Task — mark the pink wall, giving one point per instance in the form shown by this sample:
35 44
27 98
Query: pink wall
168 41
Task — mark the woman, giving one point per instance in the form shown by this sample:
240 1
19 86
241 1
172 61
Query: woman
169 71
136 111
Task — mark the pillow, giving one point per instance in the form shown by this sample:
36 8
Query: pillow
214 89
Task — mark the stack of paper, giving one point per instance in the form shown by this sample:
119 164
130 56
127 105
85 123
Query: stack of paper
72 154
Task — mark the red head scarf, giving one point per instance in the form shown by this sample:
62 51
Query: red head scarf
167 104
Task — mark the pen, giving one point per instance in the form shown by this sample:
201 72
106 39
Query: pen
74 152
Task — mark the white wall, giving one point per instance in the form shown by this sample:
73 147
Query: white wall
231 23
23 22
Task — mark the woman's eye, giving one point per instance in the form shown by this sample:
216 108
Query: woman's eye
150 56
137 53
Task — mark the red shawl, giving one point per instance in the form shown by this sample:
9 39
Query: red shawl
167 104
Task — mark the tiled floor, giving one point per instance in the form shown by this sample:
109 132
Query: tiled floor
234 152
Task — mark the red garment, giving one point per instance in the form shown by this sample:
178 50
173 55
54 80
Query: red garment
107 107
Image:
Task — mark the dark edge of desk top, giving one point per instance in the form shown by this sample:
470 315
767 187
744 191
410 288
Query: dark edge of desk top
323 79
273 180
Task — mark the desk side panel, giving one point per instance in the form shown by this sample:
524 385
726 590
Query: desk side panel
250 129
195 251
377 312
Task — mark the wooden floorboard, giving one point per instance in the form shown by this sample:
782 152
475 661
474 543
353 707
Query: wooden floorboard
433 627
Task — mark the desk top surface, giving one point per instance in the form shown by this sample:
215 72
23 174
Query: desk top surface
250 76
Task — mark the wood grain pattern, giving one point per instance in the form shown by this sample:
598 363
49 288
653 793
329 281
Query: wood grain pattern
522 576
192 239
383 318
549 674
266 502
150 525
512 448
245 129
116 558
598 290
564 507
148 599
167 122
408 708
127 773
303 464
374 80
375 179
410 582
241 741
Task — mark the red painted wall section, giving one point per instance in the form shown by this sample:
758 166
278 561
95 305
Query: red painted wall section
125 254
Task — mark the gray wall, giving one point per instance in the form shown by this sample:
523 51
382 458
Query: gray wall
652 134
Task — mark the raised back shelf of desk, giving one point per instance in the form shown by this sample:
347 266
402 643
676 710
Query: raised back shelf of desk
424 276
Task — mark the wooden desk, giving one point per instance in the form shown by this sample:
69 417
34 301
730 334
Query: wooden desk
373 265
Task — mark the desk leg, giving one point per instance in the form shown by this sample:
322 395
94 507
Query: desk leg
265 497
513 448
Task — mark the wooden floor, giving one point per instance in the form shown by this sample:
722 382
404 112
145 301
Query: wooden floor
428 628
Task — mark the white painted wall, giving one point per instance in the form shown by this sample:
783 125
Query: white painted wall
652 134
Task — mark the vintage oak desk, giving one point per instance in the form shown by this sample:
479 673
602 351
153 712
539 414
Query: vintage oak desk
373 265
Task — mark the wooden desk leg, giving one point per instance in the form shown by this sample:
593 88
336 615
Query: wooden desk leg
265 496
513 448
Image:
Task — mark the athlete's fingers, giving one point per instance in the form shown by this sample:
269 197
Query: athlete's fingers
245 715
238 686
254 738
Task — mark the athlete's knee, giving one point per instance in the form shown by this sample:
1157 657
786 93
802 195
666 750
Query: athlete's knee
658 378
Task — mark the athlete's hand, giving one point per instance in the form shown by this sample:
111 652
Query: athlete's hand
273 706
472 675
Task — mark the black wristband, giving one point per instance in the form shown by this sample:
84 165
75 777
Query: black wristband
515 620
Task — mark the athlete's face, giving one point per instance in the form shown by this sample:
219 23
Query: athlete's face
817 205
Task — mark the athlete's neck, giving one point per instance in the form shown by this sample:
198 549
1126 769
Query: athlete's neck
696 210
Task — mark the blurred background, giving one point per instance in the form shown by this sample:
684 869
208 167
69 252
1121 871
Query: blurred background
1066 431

-*-*-

Rewrite every line of the material above as a numbered list, leaving out blank lines.

Answer below:
1. Task — mark the pink wall, giving one point per instance in the form shown by this sample:
2. 35 44
3. 27 98
4. Query: pink wall
5. 168 41
6. Task — mark the woman, giving one point per instance in the form shown by this sample:
7. 240 1
8. 19 86
9. 241 1
10. 172 61
11. Query: woman
12. 169 71
13. 136 111
14. Task — mark the pillow, giving one point per instance in the form shown by this sample:
15. 36 8
16. Query: pillow
17. 214 89
18. Task — mark the stack of paper, giving one point per instance in the form shown by this sample:
19. 119 164
20. 130 56
21. 127 105
22. 85 123
23. Query: stack of paper
24. 72 154
25. Task — mark the red head scarf, giving one point per instance in the form shown by this sample:
26. 62 51
27. Query: red head scarf
28. 167 104
29. Task — mark the pen, giving one point per instance in the form shown by this sample:
30. 201 72
31. 106 39
32. Query: pen
33. 74 152
34. Task — mark the white wall, giving one point per instance in the form shown by this sample:
35. 73 147
36. Query: white wall
37. 231 23
38. 23 22
39. Task — mark the woman's eye, giving one point per instance in the form shown by this sample:
40. 216 108
41. Query: woman's eye
42. 150 56
43. 137 53
44. Task — mark the red shawl, giving one point per instance in the form shown by this sample:
45. 9 39
46. Query: red shawl
47. 167 104
48. Task — mark the tiled floor, giving one point per instance in the form shown by this sample:
49. 109 132
50. Query: tiled floor
51. 234 152
52. Task — mark the red garment, giving one point per instance in the form shown by this sample:
53. 178 50
54. 173 55
55. 54 80
56. Query: red garment
57. 107 107
58. Image:
59. Task — mark the dark edge of desk top, giving one point per instance in the form shown by this sample:
60. 470 315
61. 767 187
62. 744 191
63. 410 288
64. Query: dark edge of desk top
65. 323 79
66. 273 180
67. Task — mark the desk side panel, giving one point per instance in the form shown by this sample:
68. 524 385
69. 726 590
70. Query: desk side panel
71. 250 129
72. 195 251
73. 377 312
74. Task — mark the wooden floorboard, giving one point per instance in the form shown by this sample:
75. 782 152
76. 475 661
77. 474 543
78. 353 707
79. Query: wooden floorboard
80. 433 627
81. Task — mark the desk top surface, giving one point per instance in the form shown by this sample:
82. 215 72
83. 23 174
84. Query: desk top surface
85. 250 76
86. Task — mark the wood grain pattern, giving one point per instance in the form shown by this sample:
87. 598 363
88. 49 288
89. 653 793
90. 329 281
91. Query: wood grain pattern
92. 522 576
93. 192 239
94. 383 318
95. 549 674
96. 266 502
97. 150 525
98. 512 448
99. 245 129
100. 116 558
101. 598 290
102. 564 507
103. 148 599
104. 167 122
105. 408 708
106. 127 773
107. 303 464
108. 374 80
109. 375 179
110. 410 582
111. 241 741
112. Task — mark the red painted wall section, giving one point per instance in the form shown by this sample:
113. 758 166
114. 278 561
115. 95 305
116. Query: red painted wall section
117. 125 254
118. Task — mark the gray wall, giving one point per instance in the form shown by this sample:
119. 523 51
120. 382 458
121. Query: gray wall
122. 652 134
123. Task — mark the raised back shelf of desk, giving one point per instance in the form shown by this sample:
124. 347 266
125. 402 643
126. 676 710
127. Query: raised back shelf of desk
128. 424 276
129. Task — mark the wooden desk, giving one point per instance in the form shown by this sample:
130. 69 417
131. 34 301
132. 730 334
133. Query: wooden desk
134. 373 265
135. Task — mark the desk leg, giving one point per instance in the form shown by this sample:
136. 322 395
137. 94 507
138. Query: desk leg
139. 265 497
140. 513 448
141. Task — mark the wooden floor, giving one point per instance in the form shown by this sample:
142. 722 382
143. 404 112
144. 145 301
145. Query: wooden floor
146. 428 628
147. Task — mark the white painted wall, giving one point per instance in the form shown by this sample:
148. 783 125
149. Query: white painted wall
150. 652 134
151. Task — mark the vintage oak desk, giving one point per instance in the form shown by this sample:
152. 479 673
153. 602 351
154. 153 712
155. 539 414
156. Query: vintage oak desk
157. 373 265
158. Task — mark the wooden desk leg, giving one point per instance in the form shown by this sample:
159. 593 88
160. 336 615
161. Query: wooden desk leg
162. 265 496
163. 513 448
164. Image:
165. Task — mark the athlete's fingers, giving one point per instance in the form shown by this sample:
166. 269 197
167. Query: athlete's fingers
168. 245 715
169. 238 686
170. 254 738
171. Task — mark the athlete's knee, giving one point per instance in the form shown by this sample:
172. 1157 657
173. 786 93
174. 802 195
175. 666 750
176. Query: athlete's knee
177. 658 378
178. Task — mark the athlete's hand, giving one point per instance in the form shown by this sample:
179. 111 652
180. Query: athlete's hand
181. 273 706
182. 472 675
183. Task — mark the black wristband, giving one point per instance in the form shown by this sample:
184. 84 165
185. 75 777
186. Query: black wristband
187. 515 620
188. Task — mark the athlete's face, giving one point per instance in the form shown by this sample:
189. 219 23
190. Query: athlete's face
191. 817 205
192. Task — mark the athlete's neck, giving one point per instance in the form shown by this sample:
193. 198 549
194. 1126 769
195. Query: athlete's neck
196. 696 210
197. Task — mark the blurred background, giving one point per instance in the form shown by this sample:
198. 684 869
199. 208 167
200. 69 252
201. 1121 871
202. Query: blurred background
203. 1066 431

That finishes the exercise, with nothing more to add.